Document excerpt |
Degrowth's many voices
With this conference, Vancouver is again out in front of an emerging movement in North America. Organizer Conrad Schmidt explained that the weekend-long gathering at One Two One Studio and the W2 Media Arts Centre, was the first of its kind on the continent. But degrowth is not really a new idea, nor are its meaning and implications uncontested.
The Club of Rome famously warned of The Limits of Growth in 1972, and it is a theme that has been present in the environmental movement over the decades. Related ideas have been popularized by "ecological footprint" creator William Rees of the University of British Columbia, as well as other like-minded ecologists and economists, and reflected in studies like "Prosperity Without Growth: The Transition to a Sustainable Economy" recently published by the UK's Sustainable Development Commission.
A rich tradition of thought links anti-capitalist ideas with ecology, from Murray Bookchin's social ecology to the more recent eco-socialism of Joel Kovel. University of Victoria professor of environmental law Michael M'Gonigle, another early key member of Greenpeace, has written in The Tyee about the need to "power down." And York University environmental studies professor Peter Victor has made waves in public policy circles with his book Managing without Growth. In a paper modeling a no-growth Canada, Victor argues that "economic growth in developed countries is neither necessary nor sufficient for meeting specific policy objectives such as full employment, no poverty and protection of the environment."

Aim | Decide whether each statement agrees with the text about degrowth, answering yes or no and quoting the words from it that settle the matter. 1. The organizer said the Vancouver gathering was the first of its kind on the continent. 2. The Club of Rome warned of The Limits of Growth in 1982. 3. Peter Victor is a professor at the University of Victoria. These lines have no connection to the text about degrowth.

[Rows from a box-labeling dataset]
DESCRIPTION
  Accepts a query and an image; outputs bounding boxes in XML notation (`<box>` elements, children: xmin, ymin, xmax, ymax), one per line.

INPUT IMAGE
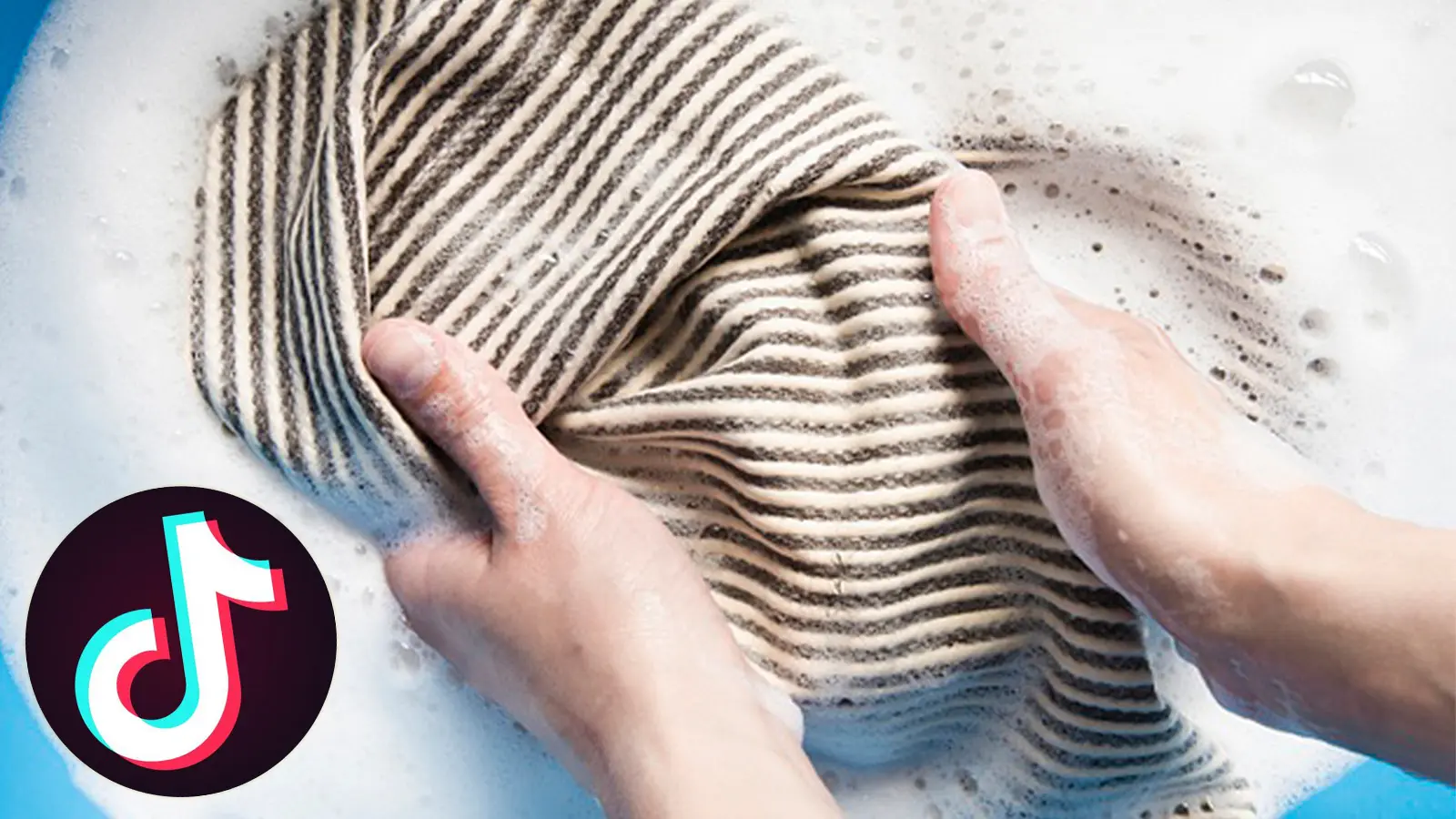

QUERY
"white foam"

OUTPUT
<box><xmin>0</xmin><ymin>0</ymin><xmax>1456</xmax><ymax>817</ymax></box>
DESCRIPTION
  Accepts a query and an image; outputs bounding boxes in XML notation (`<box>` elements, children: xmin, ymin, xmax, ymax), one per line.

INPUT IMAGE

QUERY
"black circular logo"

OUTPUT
<box><xmin>25</xmin><ymin>487</ymin><xmax>337</xmax><ymax>795</ymax></box>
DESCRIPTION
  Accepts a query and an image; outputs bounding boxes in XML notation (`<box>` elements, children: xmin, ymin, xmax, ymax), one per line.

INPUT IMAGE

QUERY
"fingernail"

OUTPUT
<box><xmin>364</xmin><ymin>325</ymin><xmax>440</xmax><ymax>398</ymax></box>
<box><xmin>945</xmin><ymin>170</ymin><xmax>1007</xmax><ymax>228</ymax></box>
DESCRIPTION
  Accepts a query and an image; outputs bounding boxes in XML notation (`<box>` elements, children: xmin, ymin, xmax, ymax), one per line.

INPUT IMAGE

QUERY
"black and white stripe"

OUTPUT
<box><xmin>192</xmin><ymin>0</ymin><xmax>1304</xmax><ymax>816</ymax></box>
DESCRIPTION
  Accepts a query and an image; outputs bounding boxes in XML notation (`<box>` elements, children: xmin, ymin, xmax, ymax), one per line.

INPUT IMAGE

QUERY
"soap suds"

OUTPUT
<box><xmin>0</xmin><ymin>0</ymin><xmax>1456</xmax><ymax>817</ymax></box>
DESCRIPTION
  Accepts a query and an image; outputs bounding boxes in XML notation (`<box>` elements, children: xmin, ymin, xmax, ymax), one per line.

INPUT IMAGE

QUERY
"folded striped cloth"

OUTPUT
<box><xmin>192</xmin><ymin>0</ymin><xmax>1299</xmax><ymax>816</ymax></box>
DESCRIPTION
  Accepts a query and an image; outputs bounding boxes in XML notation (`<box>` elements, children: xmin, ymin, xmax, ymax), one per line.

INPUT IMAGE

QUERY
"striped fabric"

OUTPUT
<box><xmin>192</xmin><ymin>0</ymin><xmax>1310</xmax><ymax>816</ymax></box>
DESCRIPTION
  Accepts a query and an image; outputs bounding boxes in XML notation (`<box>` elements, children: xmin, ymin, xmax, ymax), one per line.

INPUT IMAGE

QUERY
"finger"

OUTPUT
<box><xmin>384</xmin><ymin>532</ymin><xmax>490</xmax><ymax>626</ymax></box>
<box><xmin>930</xmin><ymin>170</ymin><xmax>1072</xmax><ymax>373</ymax></box>
<box><xmin>362</xmin><ymin>319</ymin><xmax>559</xmax><ymax>541</ymax></box>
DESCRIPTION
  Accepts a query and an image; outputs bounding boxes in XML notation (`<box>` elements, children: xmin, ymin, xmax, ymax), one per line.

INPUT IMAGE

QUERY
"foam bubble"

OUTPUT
<box><xmin>0</xmin><ymin>0</ymin><xmax>1456</xmax><ymax>817</ymax></box>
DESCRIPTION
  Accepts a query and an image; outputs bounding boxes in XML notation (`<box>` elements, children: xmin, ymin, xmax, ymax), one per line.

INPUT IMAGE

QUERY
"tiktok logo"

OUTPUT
<box><xmin>26</xmin><ymin>487</ymin><xmax>337</xmax><ymax>795</ymax></box>
<box><xmin>76</xmin><ymin>511</ymin><xmax>288</xmax><ymax>771</ymax></box>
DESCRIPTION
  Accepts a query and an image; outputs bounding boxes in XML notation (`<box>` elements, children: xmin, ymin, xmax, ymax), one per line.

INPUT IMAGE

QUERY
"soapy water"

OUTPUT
<box><xmin>0</xmin><ymin>0</ymin><xmax>1456</xmax><ymax>817</ymax></box>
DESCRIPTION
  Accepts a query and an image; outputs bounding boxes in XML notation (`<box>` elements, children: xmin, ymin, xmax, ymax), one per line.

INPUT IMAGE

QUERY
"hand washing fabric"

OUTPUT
<box><xmin>192</xmin><ymin>0</ymin><xmax>1296</xmax><ymax>816</ymax></box>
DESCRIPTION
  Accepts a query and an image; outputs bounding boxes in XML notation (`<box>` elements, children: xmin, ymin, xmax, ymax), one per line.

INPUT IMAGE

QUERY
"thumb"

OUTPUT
<box><xmin>930</xmin><ymin>170</ymin><xmax>1073</xmax><ymax>375</ymax></box>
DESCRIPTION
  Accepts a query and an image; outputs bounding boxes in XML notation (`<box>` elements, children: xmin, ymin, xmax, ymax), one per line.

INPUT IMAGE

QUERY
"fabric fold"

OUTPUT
<box><xmin>192</xmin><ymin>0</ymin><xmax>1299</xmax><ymax>816</ymax></box>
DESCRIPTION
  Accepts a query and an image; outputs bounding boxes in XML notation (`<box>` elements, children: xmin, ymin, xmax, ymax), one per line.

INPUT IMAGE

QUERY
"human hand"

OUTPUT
<box><xmin>364</xmin><ymin>320</ymin><xmax>835</xmax><ymax>816</ymax></box>
<box><xmin>930</xmin><ymin>166</ymin><xmax>1345</xmax><ymax>647</ymax></box>
<box><xmin>930</xmin><ymin>172</ymin><xmax>1456</xmax><ymax>781</ymax></box>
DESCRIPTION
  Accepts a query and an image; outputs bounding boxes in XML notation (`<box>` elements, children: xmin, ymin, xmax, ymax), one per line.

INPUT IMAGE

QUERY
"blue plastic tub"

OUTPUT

Exercise response |
1. Yes: "was the first of its kind on the continent"
2. No: "The Club of Rome famously warned of The Limits of Growth in 1972"
3. No: "York University environmental studies professor Peter Victor"